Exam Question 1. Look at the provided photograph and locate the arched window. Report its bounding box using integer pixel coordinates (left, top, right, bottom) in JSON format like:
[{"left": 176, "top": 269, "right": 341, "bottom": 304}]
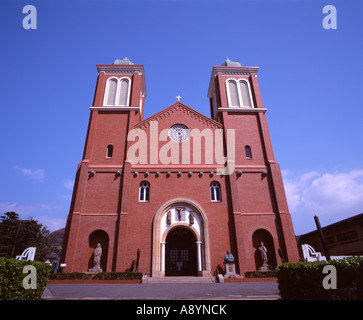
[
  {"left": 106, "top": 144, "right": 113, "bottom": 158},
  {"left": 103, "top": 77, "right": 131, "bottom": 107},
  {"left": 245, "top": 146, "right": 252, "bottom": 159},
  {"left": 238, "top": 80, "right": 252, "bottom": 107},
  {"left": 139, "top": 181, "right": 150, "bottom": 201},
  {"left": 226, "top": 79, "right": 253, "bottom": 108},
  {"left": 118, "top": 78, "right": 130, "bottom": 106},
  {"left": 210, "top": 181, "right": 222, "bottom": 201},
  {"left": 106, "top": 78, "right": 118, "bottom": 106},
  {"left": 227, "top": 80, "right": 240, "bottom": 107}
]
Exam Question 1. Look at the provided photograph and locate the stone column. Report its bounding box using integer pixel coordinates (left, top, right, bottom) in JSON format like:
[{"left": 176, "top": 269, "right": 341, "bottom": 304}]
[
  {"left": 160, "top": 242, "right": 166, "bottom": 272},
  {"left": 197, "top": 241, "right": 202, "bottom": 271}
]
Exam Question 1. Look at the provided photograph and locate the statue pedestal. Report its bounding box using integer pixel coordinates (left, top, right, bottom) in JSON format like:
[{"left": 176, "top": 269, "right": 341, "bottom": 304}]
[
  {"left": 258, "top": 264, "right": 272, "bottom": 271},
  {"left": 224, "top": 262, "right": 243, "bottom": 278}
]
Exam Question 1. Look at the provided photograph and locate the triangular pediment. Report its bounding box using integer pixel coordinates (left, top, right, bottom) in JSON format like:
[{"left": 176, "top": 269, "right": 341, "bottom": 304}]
= = = = = = =
TASK STATEMENT
Reproduce all of the material above with "photograph" replaced by "image" and nothing else changed. Leave out the pictures.

RESULT BELOW
Exam Question 1. Look at the provided image and locate the arched window. Report its bounding box using integer pixel coordinates (left, top, right, bottom) in JSON format like:
[{"left": 176, "top": 269, "right": 341, "bottom": 304}]
[
  {"left": 106, "top": 144, "right": 113, "bottom": 158},
  {"left": 103, "top": 77, "right": 131, "bottom": 107},
  {"left": 245, "top": 146, "right": 252, "bottom": 159},
  {"left": 238, "top": 80, "right": 252, "bottom": 107},
  {"left": 139, "top": 181, "right": 150, "bottom": 201},
  {"left": 226, "top": 79, "right": 253, "bottom": 108},
  {"left": 118, "top": 78, "right": 130, "bottom": 106},
  {"left": 210, "top": 181, "right": 222, "bottom": 201},
  {"left": 106, "top": 78, "right": 118, "bottom": 106},
  {"left": 227, "top": 80, "right": 240, "bottom": 107}
]
Exam Question 1. Look at the provided image and locate the stone column. Report its bounding box using integer pixel coordinates (left, top, right, bottom) in JSON format like:
[{"left": 176, "top": 269, "right": 341, "bottom": 304}]
[
  {"left": 160, "top": 242, "right": 166, "bottom": 272},
  {"left": 197, "top": 241, "right": 202, "bottom": 271}
]
Exam Question 1. Look at the provided image and locate the statue pedestal. Report its bounding box using integer pixel coordinates (left, top, right, bottom) in JSON format like:
[{"left": 176, "top": 269, "right": 341, "bottom": 304}]
[
  {"left": 258, "top": 264, "right": 272, "bottom": 271},
  {"left": 224, "top": 262, "right": 243, "bottom": 278}
]
Exam Question 1. Look at the provided image and locate the triangular pediment. Report its bounding box using integer pixel coordinates (left, top, right, bottom) in JSON format like:
[{"left": 176, "top": 269, "right": 341, "bottom": 304}]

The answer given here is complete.